Which lines in the entries below contain the string "shorts"? Show each of them in full.

[Recorded data]
_ _ _ _ _
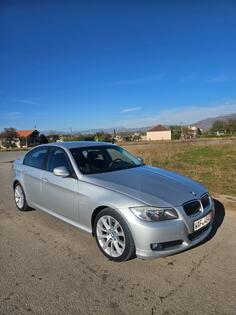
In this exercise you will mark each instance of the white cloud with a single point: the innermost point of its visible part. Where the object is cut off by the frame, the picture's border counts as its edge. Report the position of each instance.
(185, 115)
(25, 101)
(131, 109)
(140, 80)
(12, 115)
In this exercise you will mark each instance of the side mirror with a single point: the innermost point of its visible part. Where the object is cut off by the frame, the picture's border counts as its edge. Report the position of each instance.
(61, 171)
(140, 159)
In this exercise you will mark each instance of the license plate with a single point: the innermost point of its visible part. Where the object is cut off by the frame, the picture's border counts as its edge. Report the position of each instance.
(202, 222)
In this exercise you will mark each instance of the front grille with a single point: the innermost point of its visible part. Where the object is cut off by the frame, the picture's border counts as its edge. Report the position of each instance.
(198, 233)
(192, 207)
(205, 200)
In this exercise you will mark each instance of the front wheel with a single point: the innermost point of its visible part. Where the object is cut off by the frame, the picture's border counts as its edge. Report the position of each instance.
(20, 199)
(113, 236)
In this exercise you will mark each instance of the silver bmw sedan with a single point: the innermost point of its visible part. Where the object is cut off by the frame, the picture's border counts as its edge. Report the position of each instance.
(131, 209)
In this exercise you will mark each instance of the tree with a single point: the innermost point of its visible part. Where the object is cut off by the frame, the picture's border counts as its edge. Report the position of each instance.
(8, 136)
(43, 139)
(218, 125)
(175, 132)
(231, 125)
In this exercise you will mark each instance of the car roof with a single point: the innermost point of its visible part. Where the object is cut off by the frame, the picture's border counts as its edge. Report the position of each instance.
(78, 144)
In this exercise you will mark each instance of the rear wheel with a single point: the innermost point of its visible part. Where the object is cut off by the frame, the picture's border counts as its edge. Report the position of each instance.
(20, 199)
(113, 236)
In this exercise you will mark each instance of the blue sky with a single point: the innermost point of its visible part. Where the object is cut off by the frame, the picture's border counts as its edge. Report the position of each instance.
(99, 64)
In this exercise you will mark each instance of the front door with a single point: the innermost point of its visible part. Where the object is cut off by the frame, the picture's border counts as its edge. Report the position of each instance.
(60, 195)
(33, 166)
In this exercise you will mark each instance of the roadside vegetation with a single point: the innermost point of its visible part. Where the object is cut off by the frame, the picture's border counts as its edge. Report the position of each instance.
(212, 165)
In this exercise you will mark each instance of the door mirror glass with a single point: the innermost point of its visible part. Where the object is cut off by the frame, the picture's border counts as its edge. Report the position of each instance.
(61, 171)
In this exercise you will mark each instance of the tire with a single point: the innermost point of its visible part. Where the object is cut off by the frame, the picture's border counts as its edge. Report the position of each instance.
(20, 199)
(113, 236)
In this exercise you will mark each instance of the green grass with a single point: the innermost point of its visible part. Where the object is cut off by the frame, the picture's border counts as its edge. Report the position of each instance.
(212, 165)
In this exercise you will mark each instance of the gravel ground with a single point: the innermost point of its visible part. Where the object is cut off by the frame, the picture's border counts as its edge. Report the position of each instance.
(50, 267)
_ _ _ _ _
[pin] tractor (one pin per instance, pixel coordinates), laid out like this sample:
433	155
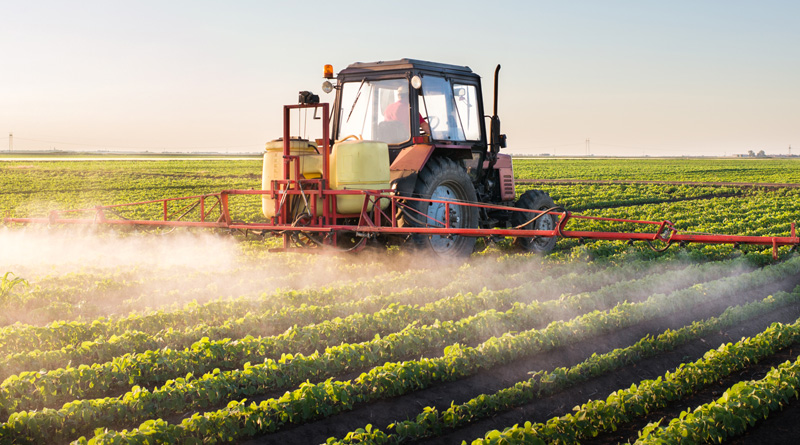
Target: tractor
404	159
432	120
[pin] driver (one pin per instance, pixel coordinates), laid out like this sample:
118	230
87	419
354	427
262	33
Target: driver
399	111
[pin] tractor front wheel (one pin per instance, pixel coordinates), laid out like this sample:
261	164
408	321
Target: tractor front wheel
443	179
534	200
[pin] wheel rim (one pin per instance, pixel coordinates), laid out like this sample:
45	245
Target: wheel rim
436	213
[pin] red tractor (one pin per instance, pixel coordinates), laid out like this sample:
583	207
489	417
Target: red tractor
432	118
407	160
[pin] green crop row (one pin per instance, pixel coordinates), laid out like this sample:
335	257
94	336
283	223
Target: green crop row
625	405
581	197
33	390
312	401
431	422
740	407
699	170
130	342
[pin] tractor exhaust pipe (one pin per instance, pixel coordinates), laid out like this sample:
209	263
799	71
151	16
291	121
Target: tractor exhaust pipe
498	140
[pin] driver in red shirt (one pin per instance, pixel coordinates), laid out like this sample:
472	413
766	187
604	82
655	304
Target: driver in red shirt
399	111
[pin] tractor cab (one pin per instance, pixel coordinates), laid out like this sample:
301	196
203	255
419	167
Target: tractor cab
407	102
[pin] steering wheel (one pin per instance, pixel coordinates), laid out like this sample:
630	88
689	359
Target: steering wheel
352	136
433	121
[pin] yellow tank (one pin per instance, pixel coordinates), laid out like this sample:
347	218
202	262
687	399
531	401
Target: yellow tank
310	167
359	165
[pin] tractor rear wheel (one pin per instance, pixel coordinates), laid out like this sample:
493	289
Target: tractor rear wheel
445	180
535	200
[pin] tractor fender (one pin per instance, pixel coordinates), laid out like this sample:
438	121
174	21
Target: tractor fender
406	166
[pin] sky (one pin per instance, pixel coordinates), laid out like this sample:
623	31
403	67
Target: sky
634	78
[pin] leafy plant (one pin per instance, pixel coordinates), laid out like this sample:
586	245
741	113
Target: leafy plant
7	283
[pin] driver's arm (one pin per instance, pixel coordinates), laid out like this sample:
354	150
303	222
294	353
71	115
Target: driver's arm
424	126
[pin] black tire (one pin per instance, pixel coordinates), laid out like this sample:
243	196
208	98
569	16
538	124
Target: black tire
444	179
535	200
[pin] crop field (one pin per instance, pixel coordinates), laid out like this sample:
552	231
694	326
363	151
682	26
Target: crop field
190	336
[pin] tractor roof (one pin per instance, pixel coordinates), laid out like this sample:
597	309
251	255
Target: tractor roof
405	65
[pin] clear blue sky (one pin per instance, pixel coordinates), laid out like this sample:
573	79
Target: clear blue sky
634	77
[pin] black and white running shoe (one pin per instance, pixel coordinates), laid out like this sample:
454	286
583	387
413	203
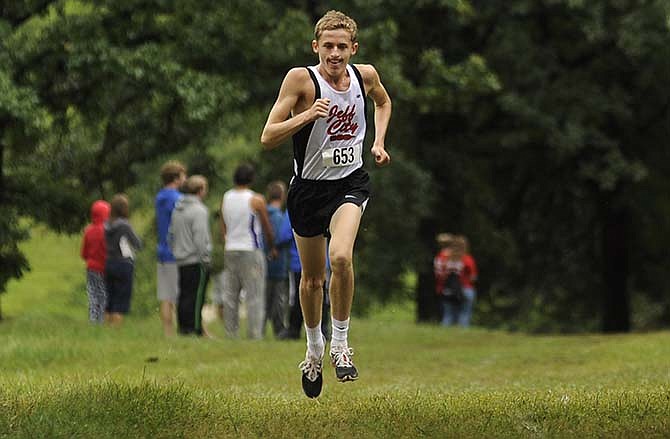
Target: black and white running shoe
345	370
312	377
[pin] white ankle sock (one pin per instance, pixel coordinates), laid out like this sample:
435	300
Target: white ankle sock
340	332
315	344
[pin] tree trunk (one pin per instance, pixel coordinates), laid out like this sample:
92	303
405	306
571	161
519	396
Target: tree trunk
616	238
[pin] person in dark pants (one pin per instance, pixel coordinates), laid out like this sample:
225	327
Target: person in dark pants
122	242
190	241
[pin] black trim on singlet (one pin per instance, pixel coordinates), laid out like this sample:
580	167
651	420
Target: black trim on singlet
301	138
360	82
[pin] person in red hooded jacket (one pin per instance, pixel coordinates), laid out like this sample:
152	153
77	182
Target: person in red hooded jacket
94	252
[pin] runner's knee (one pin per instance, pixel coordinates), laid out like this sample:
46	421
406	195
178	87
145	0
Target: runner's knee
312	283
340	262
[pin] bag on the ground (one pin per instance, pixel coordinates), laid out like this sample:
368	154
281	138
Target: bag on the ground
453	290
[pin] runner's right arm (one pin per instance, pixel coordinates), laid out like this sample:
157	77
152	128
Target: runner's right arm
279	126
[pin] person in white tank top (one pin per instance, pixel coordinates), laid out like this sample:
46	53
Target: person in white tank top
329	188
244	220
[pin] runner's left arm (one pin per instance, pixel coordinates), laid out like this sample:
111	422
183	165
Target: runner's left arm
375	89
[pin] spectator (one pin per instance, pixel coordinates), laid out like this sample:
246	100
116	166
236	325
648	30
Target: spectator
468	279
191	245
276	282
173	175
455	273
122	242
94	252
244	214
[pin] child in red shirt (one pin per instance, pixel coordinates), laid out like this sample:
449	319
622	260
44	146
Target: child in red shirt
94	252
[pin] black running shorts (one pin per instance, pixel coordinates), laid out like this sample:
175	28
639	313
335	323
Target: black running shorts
_ _ _ _ _
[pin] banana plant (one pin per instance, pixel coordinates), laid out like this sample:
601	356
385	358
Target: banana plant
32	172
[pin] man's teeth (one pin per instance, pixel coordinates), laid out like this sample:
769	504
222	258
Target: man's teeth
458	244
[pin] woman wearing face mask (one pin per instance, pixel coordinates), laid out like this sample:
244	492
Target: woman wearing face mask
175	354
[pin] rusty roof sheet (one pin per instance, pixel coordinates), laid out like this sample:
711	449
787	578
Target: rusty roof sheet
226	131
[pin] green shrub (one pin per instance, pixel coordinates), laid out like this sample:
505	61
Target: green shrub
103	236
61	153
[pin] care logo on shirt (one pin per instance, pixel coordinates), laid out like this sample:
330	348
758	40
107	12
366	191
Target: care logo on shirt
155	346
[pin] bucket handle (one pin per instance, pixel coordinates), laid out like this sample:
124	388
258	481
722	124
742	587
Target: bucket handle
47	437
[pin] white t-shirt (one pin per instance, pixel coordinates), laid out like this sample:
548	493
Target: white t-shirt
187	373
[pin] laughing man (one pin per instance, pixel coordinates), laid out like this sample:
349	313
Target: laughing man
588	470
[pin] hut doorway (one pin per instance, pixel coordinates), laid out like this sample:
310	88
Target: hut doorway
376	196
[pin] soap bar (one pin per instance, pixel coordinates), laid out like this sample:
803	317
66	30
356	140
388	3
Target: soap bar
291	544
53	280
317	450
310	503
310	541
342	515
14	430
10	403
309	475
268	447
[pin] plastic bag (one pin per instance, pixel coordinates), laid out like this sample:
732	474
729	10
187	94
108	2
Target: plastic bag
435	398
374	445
_ _ _ _ _
REPLY TO THE TASK:
[pin] black running shorts (one pin per instance, pixel coordinates), laid out like this sample:
Target: black running shorts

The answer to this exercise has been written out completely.